◆ Goal of the exercise
From the article on Frankenstein's bicentenary, list each person named as taking part in the ghost-story competition at the Villa Diodati, with the age given for each.
====== Source passage
To mark the birth 200 years ago of the gothic novel Frankenstein on 17 June, and help celebrate our forthcoming Robots exhibition, leading figures discussed Mary Shelley’s extraordinary story of animating the inanimate. Roger Highfield reports
The reasons the novel Frankenstein has become ‘the creation myth for modern times’ were explored during a discussion this week led by the eminent cultural historian Sir Christopher Frayling.
Sir Christopher’s opening lecture in the Museum’s IMAX, illustrated with images and clips from TV and films, explored the detailed influences and circumstances behind the creation of Frankenstein on 17 June 1816 by the 18-year old Mary Godwin (later Shelley) late one night at the Villa Diodati Lake Geneva.
Joining her in a literary competition – “we will each tell a ghost story” – were Lord Byron (aged 28), Percy Shelley (24), Byron’s physician Dr John Polidori (20) and Mary’s stepsister Claire Clairmiont (who was also 18).
============
====== Extracted material
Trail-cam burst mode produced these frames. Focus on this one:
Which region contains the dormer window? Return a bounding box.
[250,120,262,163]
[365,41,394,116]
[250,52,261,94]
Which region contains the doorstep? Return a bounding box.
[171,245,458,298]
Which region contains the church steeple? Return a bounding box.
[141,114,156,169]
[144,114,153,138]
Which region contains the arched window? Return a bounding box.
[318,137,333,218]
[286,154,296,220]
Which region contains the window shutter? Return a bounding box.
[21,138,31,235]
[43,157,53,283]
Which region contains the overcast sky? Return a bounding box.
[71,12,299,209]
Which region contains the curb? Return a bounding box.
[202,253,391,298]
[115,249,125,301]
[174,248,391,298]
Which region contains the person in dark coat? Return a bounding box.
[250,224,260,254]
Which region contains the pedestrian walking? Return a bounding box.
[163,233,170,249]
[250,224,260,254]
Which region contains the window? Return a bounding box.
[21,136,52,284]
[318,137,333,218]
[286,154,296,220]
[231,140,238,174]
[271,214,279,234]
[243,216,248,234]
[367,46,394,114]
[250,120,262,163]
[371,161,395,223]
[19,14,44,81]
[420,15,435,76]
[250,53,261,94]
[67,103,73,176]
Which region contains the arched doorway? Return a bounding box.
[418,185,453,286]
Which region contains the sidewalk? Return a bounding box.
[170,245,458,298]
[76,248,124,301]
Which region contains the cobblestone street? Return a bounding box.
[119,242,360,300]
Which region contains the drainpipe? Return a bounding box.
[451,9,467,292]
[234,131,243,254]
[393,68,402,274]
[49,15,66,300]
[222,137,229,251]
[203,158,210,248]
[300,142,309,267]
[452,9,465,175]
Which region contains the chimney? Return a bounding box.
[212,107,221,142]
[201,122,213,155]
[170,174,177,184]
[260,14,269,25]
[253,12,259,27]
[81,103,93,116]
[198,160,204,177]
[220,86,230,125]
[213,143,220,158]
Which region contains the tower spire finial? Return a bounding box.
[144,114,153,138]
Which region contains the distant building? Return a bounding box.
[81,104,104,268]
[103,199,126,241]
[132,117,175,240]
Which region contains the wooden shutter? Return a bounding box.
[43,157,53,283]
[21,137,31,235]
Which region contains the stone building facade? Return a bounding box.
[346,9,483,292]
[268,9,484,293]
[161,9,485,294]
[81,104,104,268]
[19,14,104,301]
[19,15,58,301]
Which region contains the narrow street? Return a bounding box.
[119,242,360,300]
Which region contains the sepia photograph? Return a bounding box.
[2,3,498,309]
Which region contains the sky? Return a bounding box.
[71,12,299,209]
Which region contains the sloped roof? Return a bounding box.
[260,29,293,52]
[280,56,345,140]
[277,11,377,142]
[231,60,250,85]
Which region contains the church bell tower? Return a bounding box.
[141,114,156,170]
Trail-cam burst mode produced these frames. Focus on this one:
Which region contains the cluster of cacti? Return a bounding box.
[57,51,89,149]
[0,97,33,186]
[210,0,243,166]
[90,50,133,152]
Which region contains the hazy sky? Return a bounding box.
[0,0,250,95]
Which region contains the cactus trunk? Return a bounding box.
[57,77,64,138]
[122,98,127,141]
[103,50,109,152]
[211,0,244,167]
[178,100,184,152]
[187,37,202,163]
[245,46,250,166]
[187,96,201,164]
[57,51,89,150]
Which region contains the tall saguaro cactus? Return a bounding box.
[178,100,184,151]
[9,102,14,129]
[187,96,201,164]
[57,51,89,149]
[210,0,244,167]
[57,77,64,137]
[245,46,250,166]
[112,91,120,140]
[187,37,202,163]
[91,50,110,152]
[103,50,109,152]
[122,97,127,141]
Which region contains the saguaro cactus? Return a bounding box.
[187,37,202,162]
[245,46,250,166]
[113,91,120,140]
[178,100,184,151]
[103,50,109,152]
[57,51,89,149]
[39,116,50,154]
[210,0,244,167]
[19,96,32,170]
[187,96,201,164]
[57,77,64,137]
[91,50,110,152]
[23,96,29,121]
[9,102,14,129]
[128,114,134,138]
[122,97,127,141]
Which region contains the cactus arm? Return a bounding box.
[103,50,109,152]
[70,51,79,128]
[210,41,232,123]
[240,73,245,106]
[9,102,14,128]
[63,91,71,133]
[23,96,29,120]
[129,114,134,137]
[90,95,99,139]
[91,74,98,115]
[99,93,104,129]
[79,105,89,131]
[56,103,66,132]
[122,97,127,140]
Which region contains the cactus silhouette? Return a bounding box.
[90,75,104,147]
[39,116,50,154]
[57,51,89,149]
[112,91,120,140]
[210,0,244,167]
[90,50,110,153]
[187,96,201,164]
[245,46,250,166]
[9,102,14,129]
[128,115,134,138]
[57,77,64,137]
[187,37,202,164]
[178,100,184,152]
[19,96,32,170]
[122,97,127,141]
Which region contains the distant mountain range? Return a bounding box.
============
◆ Written answer
- Mary Godwin (later Shelley), 18
- Lord Byron, 28
- Percy Shelley, 24
- Dr John Polidori, 20
- Claire Clairmiont, 18